Written task: Render every line of all the rows below as a JSON list of strings, one string per line, with blank lines omitted. Leave the pictures out of the answer.

Input data:
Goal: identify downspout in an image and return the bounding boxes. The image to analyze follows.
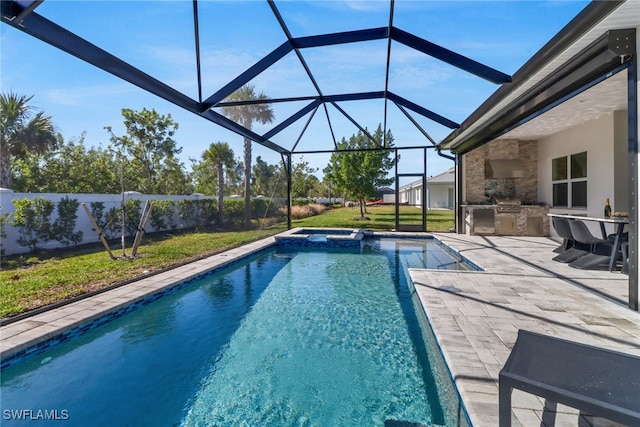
[436,148,462,234]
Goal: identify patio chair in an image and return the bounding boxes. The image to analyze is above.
[552,217,589,263]
[569,220,613,270]
[551,216,575,253]
[498,329,640,427]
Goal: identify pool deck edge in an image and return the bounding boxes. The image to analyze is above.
[409,233,640,427]
[0,236,276,360]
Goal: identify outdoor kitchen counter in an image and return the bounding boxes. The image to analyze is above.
[461,204,550,236]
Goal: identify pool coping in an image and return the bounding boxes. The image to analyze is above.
[0,236,276,366]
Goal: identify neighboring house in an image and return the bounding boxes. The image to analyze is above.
[399,168,455,209]
[438,0,640,310]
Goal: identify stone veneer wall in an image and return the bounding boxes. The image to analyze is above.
[462,139,538,204]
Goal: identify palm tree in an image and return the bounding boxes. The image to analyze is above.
[222,84,275,229]
[0,92,58,188]
[202,142,234,224]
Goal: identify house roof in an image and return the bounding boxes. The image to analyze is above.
[438,0,640,154]
[1,0,511,159]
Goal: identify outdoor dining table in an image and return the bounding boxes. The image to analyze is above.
[547,213,629,271]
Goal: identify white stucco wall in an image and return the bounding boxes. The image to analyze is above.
[0,189,211,255]
[427,184,453,209]
[538,112,626,235]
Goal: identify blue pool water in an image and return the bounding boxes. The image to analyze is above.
[0,239,470,426]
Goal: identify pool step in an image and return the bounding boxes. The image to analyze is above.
[384,420,442,427]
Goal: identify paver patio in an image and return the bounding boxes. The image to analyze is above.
[410,234,640,426]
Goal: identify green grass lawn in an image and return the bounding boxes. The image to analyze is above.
[0,206,454,317]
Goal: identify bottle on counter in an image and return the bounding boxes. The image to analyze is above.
[604,198,611,218]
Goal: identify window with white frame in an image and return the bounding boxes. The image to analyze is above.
[551,151,587,208]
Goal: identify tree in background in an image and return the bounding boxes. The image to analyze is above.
[0,92,58,188]
[12,133,120,194]
[324,125,395,218]
[105,108,193,194]
[291,158,320,199]
[251,156,278,197]
[202,142,234,224]
[222,84,274,228]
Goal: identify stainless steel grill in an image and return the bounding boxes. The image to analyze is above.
[495,197,522,213]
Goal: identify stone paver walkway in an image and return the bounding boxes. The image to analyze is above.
[410,234,640,427]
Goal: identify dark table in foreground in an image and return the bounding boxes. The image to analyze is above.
[499,330,640,427]
[547,213,629,271]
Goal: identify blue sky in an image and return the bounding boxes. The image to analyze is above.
[0,0,588,184]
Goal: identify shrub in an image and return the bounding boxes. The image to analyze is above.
[89,202,107,231]
[149,200,176,231]
[11,197,55,252]
[0,206,11,256]
[178,200,197,228]
[124,199,142,236]
[280,203,326,219]
[198,199,218,228]
[51,197,82,247]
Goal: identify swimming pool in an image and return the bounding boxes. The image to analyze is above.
[1,239,470,425]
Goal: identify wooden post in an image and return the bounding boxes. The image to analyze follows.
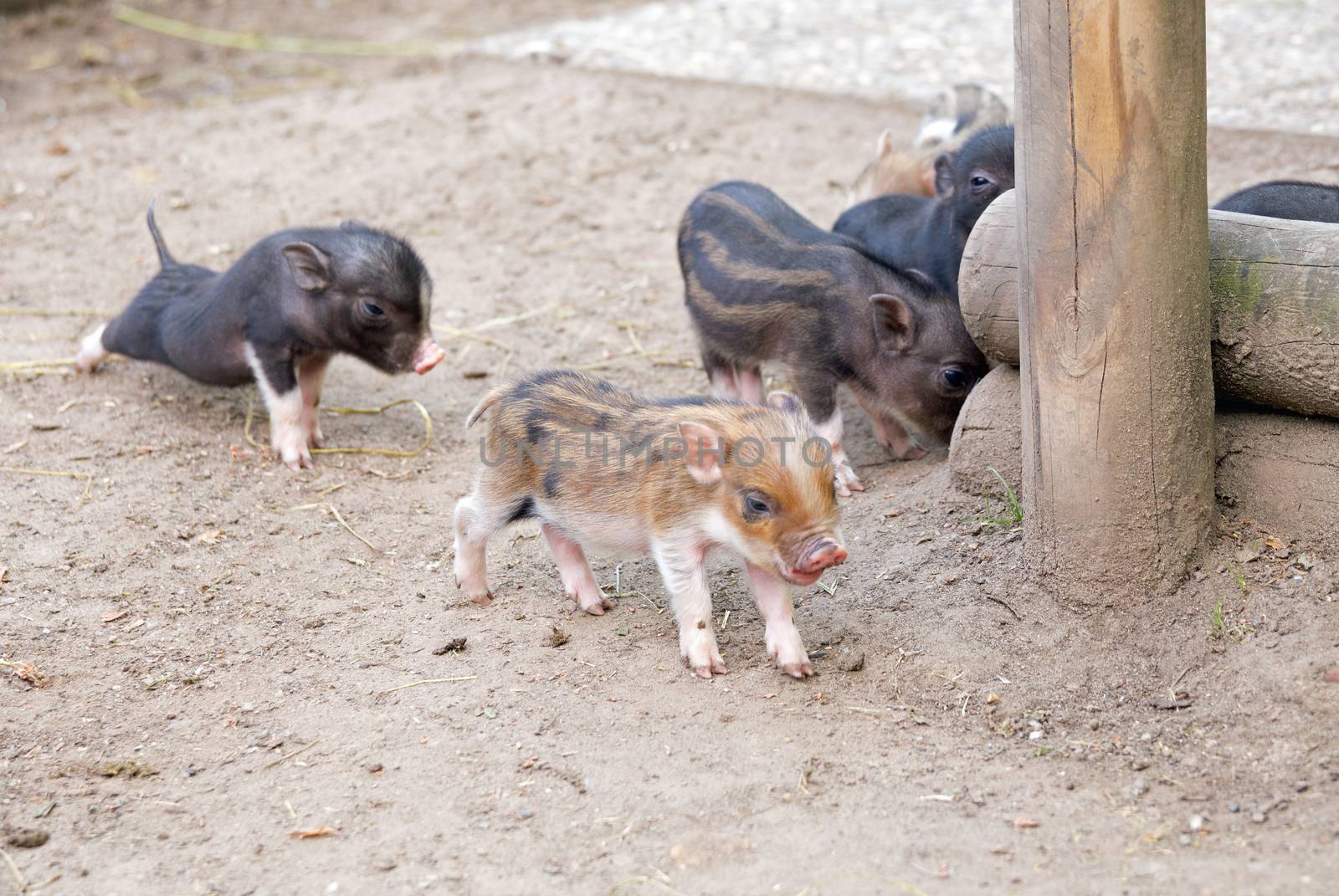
[957,190,1339,420]
[1013,0,1213,606]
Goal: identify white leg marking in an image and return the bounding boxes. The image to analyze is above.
[745,561,815,678]
[651,545,730,678]
[814,408,865,499]
[297,355,331,448]
[540,522,613,616]
[75,324,111,374]
[454,494,493,604]
[243,343,312,470]
[707,366,739,401]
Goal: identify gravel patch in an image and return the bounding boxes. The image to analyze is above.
[480,0,1339,136]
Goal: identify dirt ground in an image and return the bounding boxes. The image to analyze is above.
[0,0,1339,896]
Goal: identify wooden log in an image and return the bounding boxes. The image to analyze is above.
[959,192,1339,417]
[1013,0,1213,606]
[948,364,1023,495]
[948,380,1339,553]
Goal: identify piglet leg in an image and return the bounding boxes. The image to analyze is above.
[735,367,766,404]
[814,408,865,499]
[745,561,817,678]
[652,545,730,678]
[244,343,312,470]
[75,324,109,374]
[297,355,331,448]
[454,494,497,604]
[541,522,613,616]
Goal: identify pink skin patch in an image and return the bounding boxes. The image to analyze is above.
[781,539,846,586]
[413,336,446,376]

Completed exercise:
[
  "Goal: identify downspout in an image and return the bounding boxes. The image to analyze follows.",
  "[436,148,462,234]",
  "Goal: identify patio chair in an image and return the bounding boxes. The image to analyze is above.",
  "[552,217,589,263]",
  "[569,220,613,270]",
  "[551,216,575,253]",
  "[498,329,640,427]",
  "Goal: identify pool deck edge in an image and return the bounding boxes. The image to analyze is above.",
  "[409,233,640,427]",
  "[0,236,276,360]",
  "Goal: identify outdoor kitchen counter in an image and return the bounding boxes. The image to analyze is above.",
  "[461,204,550,236]",
  "Goal: identify pool coping in an image and return the bounding boxes. The image to analyze is above.",
  "[0,236,276,366]",
  "Goal: identify neighboring house in an image and return the bounding boxes. The image to analyze is above.",
  "[399,168,455,209]",
  "[438,0,640,310]",
  "Goal: identify stone veneer wall in an image and return the bounding boxes. The image to analyze is above.",
  "[462,139,538,204]",
  "Goal: identify palm tree in an image and return the bounding boxes. The image to analyze is above.",
  "[222,84,275,229]",
  "[0,92,58,188]",
  "[202,142,234,224]",
  "Goal: identify house roof in an image and return the bounding boxes. The image to analyze is above.",
  "[438,0,640,154]",
  "[1,0,511,159]",
  "Goal: identify outdoor dining table in an image and return the bounding boxes. The image to analyze is above.",
  "[547,213,629,271]",
  "Goal: identify white stucco wall in an image and return the bounding boxes. The image to analyze is above.",
  "[0,189,211,255]",
  "[427,184,453,209]",
  "[538,112,626,235]",
  "Goal: identify blue pool water in an image and return the bounding boxes. The image to analyze is above.",
  "[0,239,470,426]",
  "Goal: identify pool step in an image and return the bounding boxes. The image to analyze is above.",
  "[384,420,442,427]",
  "Goal: identify paver patio in an image and return the bounding boxes. The image to analyze is above.",
  "[410,234,640,426]",
  "Goal: identify green grass lawn in an image and return the bounding boxes. The image to analyze is above.",
  "[0,206,454,317]",
  "Goal: identify bottle on counter in an image and return the bounding boxes. The image to analyze is above.",
  "[604,198,611,218]",
  "Goal: identify window with white frame in an image and return the bounding boxes. The image to analyze is above.",
  "[551,151,587,208]",
  "Goal: identify tree in background in an image and return the bounding boxes. The image to analyze is above.",
  "[0,92,58,188]",
  "[12,133,120,194]",
  "[324,125,395,218]",
  "[105,108,193,194]",
  "[291,158,320,199]",
  "[251,156,278,197]",
  "[202,142,234,224]",
  "[222,84,274,228]",
  "Goal: identify stainless steel grill in an image and return the bounding boxes. The image to analyze is above.",
  "[495,197,522,213]",
  "Goal: identify stone paver walkway in an image and return the bounding boxes. The image to analyze is above.",
  "[410,234,640,427]",
  "Goal: identify dark table in foreground in an image and return the bounding boxes. The image to analyze is above.",
  "[499,330,640,427]",
  "[547,213,629,271]",
  "Goal: identify blue sky in an image and return the bounding boxes. The image to analyze is above.",
  "[0,0,588,184]",
  "Goal: identify shrub in an image and return the bounding boxes. The image to analyze is above.",
  "[89,202,107,231]",
  "[149,200,176,231]",
  "[11,197,55,252]",
  "[0,206,11,256]",
  "[178,200,197,228]",
  "[124,199,142,236]",
  "[280,203,326,219]",
  "[198,199,218,228]",
  "[51,197,82,247]",
  "Goal: identify swimming pool in an image and return the bounding boxes. The image to analyze is above.",
  "[1,239,470,425]",
  "Goal: identify wooden post in an image and return the bounding boxes. The image to analyze follows.",
  "[957,190,1339,420]",
  "[1013,0,1213,606]",
  "Goal: identify white leg marking in an image and return the bounding boxes. The image to analyze is above.",
  "[745,561,815,678]",
  "[651,545,730,678]",
  "[814,408,865,499]",
  "[297,355,331,448]",
  "[540,522,613,616]",
  "[75,324,111,374]",
  "[454,494,493,604]",
  "[243,343,312,470]",
  "[707,366,739,401]",
  "Goal: identify gravel patch in an image and return the bounding boxes. The image to analyze is above.",
  "[480,0,1339,136]",
  "Goal: identify dirt ground in an image and return the bounding boxes. The image to analyze is above.",
  "[0,0,1339,896]",
  "Goal: identify wooden log in an image and return the bounding boxes. The image to analyze is above.",
  "[959,192,1339,417]",
  "[1013,0,1213,606]",
  "[948,364,1023,495]",
  "[948,380,1339,553]",
  "Goal: identify piglet leg in an image and return the bounding boxes. The image to analyze is above.",
  "[735,367,766,404]",
  "[814,408,865,499]",
  "[745,561,817,678]",
  "[652,545,730,678]",
  "[244,343,312,470]",
  "[75,324,109,374]",
  "[297,355,331,448]",
  "[454,494,497,604]",
  "[541,522,613,616]",
  "Goal: identify pink skin patch in an image and return the bounding boxes. The image to analyze is above.",
  "[781,539,846,586]",
  "[413,336,446,376]"
]